● **书面练习 1**
根据下面的摘录,pipelines.py 把 item 输出到哪个文件?

● **摘录**
前言
业余时间在接触 python,从兴趣点着手是个不错的办法。而爬虫正是我感兴趣的一个方向。我根据 younghz 的 Scrapy 教程一步一步来,试着将 Logdown 的博文相关数据抓去下来,作为练手之用,这里做个记录。
工具:Scrapy
Logdown博文相关数据
这里暂时包括如下4个数据:
- 博文名称 article_name
- 博文网址 article_url
- 博文日期 article_time
- 博文标签 article_tags
Let's Go!
1. 创建project
scrapy startproject LogdownBlog
2. items.py的编写
# -*- coding: utf-8 -*-
# Define here the models for your scraped items
#
# See documentation in:
# http://doc.scrapy.org/en/latest/topics/items.html
import scrapy
class LogdownblogspiderItem(scrapy.Item):
# define the fields for your item here like:
# name = scrapy.Field()
article_name = scrapy.Field()
article_url = scrapy.Field()
article_time = scrapy.Field()
article_tags = scrapy.Field()
pass
3. pipelines.py的编写
# -*- coding: utf-8 -*-
# Define your item pipelines here
#
# Don't forget to add your pipeline to the ITEM_PIPELINES setting
# See: http://doc.scrapy.org/en/latest/topics/item-pipeline.html
import json
import codecs
class LogdownblogspiderPipeline(object):
def __init__(self):
self.file = codecs.open('LogdownBlogArticles.json', mode = 'w', encoding = 'utf-8')
def process_item(self, item, spider):
line = json.dumps(dict(item)) + '\n'
self.file.write(line.decode('unicode_escape'))
return item
将item通过管道输出到文件LogdownBlogArticles.json
中,模式为w
,用json形式覆盖写入,编码为utf-8
编码。
4. settings.py的编写
BOT_NAME = 'LogdownBlog'
SPIDER_MODULES = ['LogdownBlog.spiders']
NEWSPIDER_MODULE = 'LogdownBlog.spiders'
COOKIES_ENABLED = False
ITEM_PIPELINES = {
'LogdownBlog.pipelines.LogdownblogspiderPipeline':300
}
5. LogdownSpider.py的编写-爬虫分析部分
在 spider 文件夹下新建一个名字为 LogdownSpider.py 的文件,这时目录层次如下:
+ LogdownBlog
| + LogdownBlog
| | + spiders
| | | - __init__.py
| | | - LogdownSpider.py
| | - __init__.py
| | - items.py
| | - pipelines.py
| | - settings.py
| - scrapy.cfg
# -*- coding: utf-8 -*-
from scrapy.spider import Spider
from scrapy.http import Request
from scrapy.selector import Selector
from LogdownBlog.items import LogdownblogspiderItem
class LogdownSpider(Spider):
'''LogdownSpider'''
name = 'LogdownSpider'
download_delay = 1
allowed_domains = ["childhood.logdown.com"]
first_blog_url = raw_input("请输入您的第一篇博客地址: ")
start_urls = [
first_blog_url
]
def parse(self, response):
sel = Selector(response)

(已存储的数据集条目)

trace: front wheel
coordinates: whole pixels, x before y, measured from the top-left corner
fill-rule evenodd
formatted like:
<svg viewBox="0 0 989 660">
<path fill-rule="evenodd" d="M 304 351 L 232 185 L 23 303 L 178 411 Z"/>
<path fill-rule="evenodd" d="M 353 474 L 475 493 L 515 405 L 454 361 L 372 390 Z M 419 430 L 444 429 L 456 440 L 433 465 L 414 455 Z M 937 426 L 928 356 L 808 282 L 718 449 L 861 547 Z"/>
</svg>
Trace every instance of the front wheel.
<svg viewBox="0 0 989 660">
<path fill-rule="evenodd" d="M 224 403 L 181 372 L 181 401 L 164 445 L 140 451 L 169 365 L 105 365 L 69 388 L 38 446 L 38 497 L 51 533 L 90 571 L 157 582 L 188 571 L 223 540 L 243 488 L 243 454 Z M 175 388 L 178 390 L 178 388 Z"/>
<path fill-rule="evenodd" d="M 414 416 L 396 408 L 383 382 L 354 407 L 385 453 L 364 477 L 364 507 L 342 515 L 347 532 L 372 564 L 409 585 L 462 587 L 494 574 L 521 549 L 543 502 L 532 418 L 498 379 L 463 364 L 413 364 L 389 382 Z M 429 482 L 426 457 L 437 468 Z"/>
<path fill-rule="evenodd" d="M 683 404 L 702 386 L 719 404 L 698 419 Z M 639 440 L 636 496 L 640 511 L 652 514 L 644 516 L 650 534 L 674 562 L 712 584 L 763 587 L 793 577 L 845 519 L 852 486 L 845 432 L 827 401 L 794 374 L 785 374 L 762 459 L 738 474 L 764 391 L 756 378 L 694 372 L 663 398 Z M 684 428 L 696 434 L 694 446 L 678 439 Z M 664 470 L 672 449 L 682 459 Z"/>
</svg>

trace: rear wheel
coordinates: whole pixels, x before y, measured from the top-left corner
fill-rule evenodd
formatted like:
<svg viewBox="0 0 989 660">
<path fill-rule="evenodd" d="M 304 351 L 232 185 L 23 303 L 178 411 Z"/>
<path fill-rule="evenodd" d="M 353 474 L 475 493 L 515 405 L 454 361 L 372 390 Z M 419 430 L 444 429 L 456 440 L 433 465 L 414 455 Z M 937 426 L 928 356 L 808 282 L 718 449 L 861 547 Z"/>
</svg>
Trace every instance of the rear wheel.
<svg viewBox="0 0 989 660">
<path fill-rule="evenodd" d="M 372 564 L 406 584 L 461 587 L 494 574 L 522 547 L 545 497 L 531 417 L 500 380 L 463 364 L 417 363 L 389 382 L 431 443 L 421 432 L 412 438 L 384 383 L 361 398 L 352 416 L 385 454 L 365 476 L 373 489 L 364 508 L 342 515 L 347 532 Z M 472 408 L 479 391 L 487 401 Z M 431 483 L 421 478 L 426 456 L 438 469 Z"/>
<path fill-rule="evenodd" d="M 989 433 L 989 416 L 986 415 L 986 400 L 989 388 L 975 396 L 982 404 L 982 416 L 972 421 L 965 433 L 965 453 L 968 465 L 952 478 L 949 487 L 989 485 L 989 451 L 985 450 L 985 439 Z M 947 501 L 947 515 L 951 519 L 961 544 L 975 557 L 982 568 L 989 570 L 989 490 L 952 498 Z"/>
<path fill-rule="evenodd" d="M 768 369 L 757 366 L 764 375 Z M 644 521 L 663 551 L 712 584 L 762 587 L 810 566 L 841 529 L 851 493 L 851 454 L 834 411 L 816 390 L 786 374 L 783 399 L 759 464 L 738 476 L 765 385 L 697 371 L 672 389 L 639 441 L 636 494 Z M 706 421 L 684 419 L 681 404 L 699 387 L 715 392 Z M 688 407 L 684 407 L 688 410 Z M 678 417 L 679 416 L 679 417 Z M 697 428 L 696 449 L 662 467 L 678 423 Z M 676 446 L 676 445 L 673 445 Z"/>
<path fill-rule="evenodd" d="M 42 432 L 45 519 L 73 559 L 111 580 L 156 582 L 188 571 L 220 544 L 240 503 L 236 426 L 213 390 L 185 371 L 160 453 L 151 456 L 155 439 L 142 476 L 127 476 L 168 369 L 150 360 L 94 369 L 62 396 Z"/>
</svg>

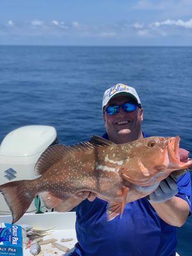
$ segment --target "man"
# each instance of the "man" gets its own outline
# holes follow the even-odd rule
[[[107,90],[102,109],[104,138],[119,144],[147,136],[141,131],[143,109],[133,88],[118,84]],[[127,204],[122,218],[118,216],[111,221],[106,221],[107,202],[93,193],[83,193],[89,200],[76,208],[78,243],[68,255],[175,255],[175,227],[182,226],[191,212],[191,193],[189,173],[177,184],[169,177],[147,198]],[[62,211],[62,205],[58,210]]]

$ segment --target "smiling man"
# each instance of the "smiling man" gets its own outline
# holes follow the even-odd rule
[[[147,137],[141,131],[143,110],[132,87],[118,84],[107,90],[102,111],[104,138],[120,144]],[[106,201],[93,193],[79,194],[76,207],[78,243],[66,255],[175,256],[176,227],[191,213],[191,194],[189,172],[177,181],[168,177],[147,198],[127,204],[121,218],[110,221]],[[65,203],[57,210],[62,209]]]
[[[102,109],[109,140],[120,144],[143,138],[143,110],[134,88],[118,84],[113,89],[106,90]]]

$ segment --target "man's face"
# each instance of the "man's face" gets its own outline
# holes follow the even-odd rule
[[[109,105],[122,105],[132,100],[132,98],[121,95],[111,99],[106,107]],[[109,139],[116,144],[125,143],[143,138],[141,122],[143,111],[138,106],[132,112],[124,112],[120,108],[120,112],[112,116],[105,112],[103,117]]]

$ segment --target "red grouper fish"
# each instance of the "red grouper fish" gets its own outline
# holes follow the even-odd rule
[[[82,202],[77,200],[77,194],[84,191],[93,192],[108,202],[111,220],[122,214],[126,203],[153,192],[172,172],[180,174],[178,170],[192,166],[189,152],[184,149],[180,150],[185,163],[180,161],[179,141],[179,136],[148,137],[116,145],[94,136],[89,142],[74,146],[52,146],[36,164],[40,177],[4,184],[0,191],[12,211],[13,223],[38,194],[47,207],[64,201],[69,211]]]

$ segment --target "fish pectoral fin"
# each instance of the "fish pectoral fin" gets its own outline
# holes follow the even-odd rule
[[[56,207],[60,204],[63,204],[68,198],[68,196],[63,196],[62,198],[57,196],[56,195],[51,192],[43,192],[40,194],[45,207],[51,209]]]
[[[126,204],[126,200],[127,200],[127,193],[128,191],[129,190],[129,188],[128,187],[124,187],[123,188],[123,202],[122,204],[122,209],[121,209],[121,216],[120,218],[122,218],[124,209],[125,209],[125,205]]]
[[[118,215],[120,214],[120,218],[122,216],[125,205],[126,204],[127,196],[129,188],[124,187],[123,188],[122,202],[120,203],[108,203],[107,206],[108,221],[113,220]]]
[[[54,208],[58,212],[68,212],[83,201],[82,198],[76,195],[58,196],[49,192],[44,192],[40,196],[47,208]]]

● **书面练习 2**
请收集上面记录中所有包含字符串“segment”的行。

● **回答 1**
输出到文件 LogdownBlogArticles.json。

● **回答 2**
$ segment --target "man"
$ segment --target "smiling man"
$ segment --target "man's face"
$ segment --target "red grouper fish"
$ segment --target "fish pectoral fin"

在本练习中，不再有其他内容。